Start of Information supplied

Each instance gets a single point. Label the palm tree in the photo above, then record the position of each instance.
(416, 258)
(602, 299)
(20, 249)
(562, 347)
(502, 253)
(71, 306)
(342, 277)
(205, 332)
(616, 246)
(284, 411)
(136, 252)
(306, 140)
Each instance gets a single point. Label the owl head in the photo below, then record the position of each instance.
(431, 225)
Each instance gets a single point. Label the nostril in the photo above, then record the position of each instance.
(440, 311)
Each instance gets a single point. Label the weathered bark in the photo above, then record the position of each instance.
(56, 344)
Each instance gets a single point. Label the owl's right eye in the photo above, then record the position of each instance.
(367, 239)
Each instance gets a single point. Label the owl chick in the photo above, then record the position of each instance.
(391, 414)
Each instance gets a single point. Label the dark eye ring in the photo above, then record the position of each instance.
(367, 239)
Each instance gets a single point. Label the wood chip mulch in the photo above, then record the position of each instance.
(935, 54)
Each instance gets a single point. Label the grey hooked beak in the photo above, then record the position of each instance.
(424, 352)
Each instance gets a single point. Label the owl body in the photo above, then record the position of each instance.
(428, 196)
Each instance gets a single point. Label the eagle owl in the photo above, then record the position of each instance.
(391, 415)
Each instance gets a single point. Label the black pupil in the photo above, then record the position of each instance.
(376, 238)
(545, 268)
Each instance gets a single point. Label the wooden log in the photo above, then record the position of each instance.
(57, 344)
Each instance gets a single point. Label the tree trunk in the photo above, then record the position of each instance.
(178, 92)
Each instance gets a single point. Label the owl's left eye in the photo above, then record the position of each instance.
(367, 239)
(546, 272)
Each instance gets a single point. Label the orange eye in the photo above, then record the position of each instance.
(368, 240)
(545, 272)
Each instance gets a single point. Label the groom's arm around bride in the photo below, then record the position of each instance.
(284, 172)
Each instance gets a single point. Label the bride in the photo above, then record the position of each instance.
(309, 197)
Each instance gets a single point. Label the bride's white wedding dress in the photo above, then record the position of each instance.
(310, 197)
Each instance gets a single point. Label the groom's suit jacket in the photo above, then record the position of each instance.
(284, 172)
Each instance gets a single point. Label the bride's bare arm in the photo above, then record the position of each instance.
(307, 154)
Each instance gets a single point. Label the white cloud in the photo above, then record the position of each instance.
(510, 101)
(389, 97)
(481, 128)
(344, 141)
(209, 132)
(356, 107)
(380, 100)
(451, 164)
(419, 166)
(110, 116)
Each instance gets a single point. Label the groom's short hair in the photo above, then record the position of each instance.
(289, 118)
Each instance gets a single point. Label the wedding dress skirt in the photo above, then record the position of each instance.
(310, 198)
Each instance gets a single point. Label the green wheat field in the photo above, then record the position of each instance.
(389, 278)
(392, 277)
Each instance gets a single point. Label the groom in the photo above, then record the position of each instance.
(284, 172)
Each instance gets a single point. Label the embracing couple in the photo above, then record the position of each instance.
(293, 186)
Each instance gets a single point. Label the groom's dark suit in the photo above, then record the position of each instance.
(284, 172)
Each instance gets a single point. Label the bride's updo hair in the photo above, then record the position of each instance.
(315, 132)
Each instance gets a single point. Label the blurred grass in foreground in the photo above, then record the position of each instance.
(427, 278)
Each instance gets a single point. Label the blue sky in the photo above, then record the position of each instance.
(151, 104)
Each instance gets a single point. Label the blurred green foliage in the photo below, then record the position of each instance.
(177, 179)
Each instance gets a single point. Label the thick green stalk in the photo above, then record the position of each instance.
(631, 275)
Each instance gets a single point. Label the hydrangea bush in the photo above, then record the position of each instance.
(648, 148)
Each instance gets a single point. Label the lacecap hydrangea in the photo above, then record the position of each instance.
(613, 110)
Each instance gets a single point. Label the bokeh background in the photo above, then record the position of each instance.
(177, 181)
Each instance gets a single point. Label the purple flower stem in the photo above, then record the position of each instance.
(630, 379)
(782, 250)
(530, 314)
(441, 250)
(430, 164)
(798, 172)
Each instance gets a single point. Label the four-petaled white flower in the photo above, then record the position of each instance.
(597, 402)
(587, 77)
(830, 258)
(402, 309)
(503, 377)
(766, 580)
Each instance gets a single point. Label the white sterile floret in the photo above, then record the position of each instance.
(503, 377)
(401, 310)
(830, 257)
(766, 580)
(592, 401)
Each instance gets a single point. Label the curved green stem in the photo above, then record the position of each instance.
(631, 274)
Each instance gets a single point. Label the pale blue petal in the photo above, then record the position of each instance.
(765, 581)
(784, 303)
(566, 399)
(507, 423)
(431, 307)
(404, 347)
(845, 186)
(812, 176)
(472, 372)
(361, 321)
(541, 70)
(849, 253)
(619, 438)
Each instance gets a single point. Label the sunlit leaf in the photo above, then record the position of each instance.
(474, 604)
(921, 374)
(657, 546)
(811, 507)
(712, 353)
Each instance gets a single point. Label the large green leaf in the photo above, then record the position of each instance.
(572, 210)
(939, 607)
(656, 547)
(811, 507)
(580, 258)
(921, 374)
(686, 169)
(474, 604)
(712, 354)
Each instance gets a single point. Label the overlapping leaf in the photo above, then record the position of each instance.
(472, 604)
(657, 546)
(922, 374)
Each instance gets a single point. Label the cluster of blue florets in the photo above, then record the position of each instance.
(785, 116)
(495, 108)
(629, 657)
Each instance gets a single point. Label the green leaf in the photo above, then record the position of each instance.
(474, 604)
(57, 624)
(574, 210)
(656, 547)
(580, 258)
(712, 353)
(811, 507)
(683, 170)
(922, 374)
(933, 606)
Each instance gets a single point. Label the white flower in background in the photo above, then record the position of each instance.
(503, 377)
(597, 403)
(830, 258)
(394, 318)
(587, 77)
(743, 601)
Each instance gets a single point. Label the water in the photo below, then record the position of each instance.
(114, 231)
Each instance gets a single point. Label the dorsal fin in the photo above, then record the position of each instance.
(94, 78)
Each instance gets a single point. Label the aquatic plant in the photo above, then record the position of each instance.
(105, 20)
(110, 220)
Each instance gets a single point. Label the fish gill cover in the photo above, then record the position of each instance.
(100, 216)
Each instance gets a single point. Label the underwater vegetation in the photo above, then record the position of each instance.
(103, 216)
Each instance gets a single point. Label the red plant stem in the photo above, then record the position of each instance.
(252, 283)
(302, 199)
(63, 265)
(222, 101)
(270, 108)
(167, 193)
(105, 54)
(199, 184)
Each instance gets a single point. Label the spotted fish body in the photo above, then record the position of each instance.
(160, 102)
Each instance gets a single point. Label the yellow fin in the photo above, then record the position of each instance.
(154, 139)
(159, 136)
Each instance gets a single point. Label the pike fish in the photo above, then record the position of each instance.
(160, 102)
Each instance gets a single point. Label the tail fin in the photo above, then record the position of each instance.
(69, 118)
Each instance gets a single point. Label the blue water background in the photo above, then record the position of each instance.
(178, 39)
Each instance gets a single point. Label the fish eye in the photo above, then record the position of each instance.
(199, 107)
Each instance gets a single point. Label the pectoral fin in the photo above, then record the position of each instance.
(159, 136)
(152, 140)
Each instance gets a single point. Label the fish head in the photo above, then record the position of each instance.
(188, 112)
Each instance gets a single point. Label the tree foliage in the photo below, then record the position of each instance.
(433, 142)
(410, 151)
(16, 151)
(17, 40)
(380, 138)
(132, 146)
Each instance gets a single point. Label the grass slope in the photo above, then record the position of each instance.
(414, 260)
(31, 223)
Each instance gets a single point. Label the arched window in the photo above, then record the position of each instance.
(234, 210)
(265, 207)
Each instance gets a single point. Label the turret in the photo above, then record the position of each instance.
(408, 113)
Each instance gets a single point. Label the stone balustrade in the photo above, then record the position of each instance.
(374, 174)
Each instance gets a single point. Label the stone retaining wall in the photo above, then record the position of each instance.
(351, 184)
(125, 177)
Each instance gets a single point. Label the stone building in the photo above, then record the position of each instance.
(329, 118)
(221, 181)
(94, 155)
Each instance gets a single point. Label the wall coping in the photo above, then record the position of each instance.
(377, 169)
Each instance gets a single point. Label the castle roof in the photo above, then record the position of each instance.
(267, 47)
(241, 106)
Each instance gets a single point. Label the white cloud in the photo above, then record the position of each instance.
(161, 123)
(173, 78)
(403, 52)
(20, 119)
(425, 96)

End of Information supplied

--- Stated goal ---
The lines to reproduce run from the line containing "Each instance gets a single point. Label the stone building" to the end of the listing; write them out exactly and add nothing.

--- The reply ---
Each instance gets a single point. Label the stone building in the photo above, then record the position of each instance.
(329, 118)
(221, 181)
(94, 155)
Each instance gets a single point. Label the wall coping in the photo above, then record the position of each instance.
(377, 169)
Each instance gets a single point. Label the castle roof in the photo above, then record the position of each instance.
(267, 47)
(241, 106)
Each instance gets a single point. Label the white cloud in the photo above, then record the position of each instance.
(161, 123)
(173, 78)
(403, 52)
(20, 119)
(425, 96)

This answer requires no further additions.